### Work task
Below are the entries; tally the lines holding the string "doorway" and give only that figure.
-=-=-=-=-
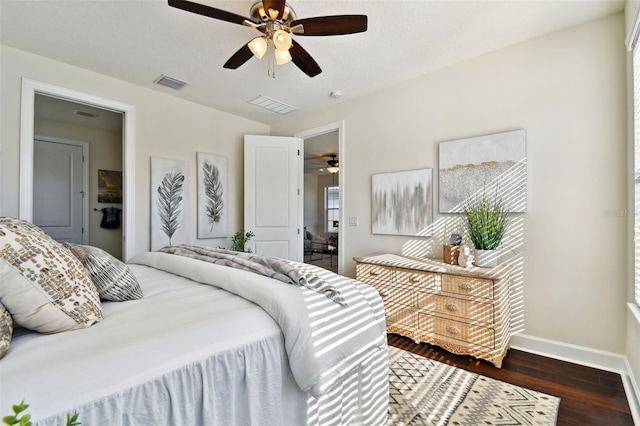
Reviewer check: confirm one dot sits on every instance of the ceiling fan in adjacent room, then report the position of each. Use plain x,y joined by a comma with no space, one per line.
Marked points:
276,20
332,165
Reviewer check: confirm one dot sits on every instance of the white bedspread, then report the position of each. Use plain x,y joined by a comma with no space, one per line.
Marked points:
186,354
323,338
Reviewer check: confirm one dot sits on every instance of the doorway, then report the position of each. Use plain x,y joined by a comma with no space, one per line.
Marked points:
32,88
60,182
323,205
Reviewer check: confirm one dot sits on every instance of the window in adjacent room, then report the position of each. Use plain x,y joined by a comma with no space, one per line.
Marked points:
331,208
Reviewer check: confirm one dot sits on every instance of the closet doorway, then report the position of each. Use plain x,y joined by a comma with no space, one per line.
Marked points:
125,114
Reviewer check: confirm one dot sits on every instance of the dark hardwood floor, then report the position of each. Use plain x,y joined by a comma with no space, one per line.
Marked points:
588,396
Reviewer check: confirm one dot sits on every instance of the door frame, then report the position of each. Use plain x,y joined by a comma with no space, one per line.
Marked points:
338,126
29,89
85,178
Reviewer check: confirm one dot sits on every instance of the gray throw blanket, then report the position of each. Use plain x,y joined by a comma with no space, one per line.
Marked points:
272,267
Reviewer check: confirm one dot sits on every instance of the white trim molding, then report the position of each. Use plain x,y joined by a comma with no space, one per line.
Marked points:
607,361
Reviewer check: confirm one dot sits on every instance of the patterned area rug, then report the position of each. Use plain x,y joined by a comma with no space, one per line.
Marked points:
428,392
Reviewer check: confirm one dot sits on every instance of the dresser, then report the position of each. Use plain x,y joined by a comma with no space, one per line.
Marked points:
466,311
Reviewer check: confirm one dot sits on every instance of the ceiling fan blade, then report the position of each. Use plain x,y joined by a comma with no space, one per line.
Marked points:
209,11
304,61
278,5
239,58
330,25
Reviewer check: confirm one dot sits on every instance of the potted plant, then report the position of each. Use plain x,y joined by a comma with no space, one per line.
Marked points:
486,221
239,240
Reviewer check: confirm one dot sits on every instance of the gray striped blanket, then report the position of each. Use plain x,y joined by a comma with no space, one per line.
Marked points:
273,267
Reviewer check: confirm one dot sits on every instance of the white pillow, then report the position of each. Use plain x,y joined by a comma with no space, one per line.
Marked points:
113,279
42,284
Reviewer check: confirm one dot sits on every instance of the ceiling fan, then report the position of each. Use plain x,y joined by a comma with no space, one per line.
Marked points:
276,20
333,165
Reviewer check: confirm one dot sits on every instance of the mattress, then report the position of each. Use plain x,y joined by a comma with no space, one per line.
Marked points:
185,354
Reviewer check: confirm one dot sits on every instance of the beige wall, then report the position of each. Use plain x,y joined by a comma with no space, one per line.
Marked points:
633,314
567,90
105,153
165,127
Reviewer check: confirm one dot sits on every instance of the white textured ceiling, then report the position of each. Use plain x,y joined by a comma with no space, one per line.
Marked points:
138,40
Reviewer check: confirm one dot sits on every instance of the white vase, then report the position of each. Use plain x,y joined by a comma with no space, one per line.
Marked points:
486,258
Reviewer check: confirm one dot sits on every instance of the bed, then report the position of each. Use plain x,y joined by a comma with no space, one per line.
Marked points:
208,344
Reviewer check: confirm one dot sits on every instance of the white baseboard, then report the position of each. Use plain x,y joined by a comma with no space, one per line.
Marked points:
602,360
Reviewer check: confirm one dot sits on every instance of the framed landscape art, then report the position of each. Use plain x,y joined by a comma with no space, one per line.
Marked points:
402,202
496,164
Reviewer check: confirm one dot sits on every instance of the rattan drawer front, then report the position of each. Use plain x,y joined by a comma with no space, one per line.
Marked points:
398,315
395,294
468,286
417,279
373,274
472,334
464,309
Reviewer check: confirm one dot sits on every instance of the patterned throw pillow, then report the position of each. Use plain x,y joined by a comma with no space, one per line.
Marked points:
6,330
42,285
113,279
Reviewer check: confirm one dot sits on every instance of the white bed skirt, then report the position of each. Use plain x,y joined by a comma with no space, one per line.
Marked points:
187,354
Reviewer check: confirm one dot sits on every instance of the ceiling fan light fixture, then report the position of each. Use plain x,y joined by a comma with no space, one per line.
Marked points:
-=-=-=-=-
### Exercise answer
2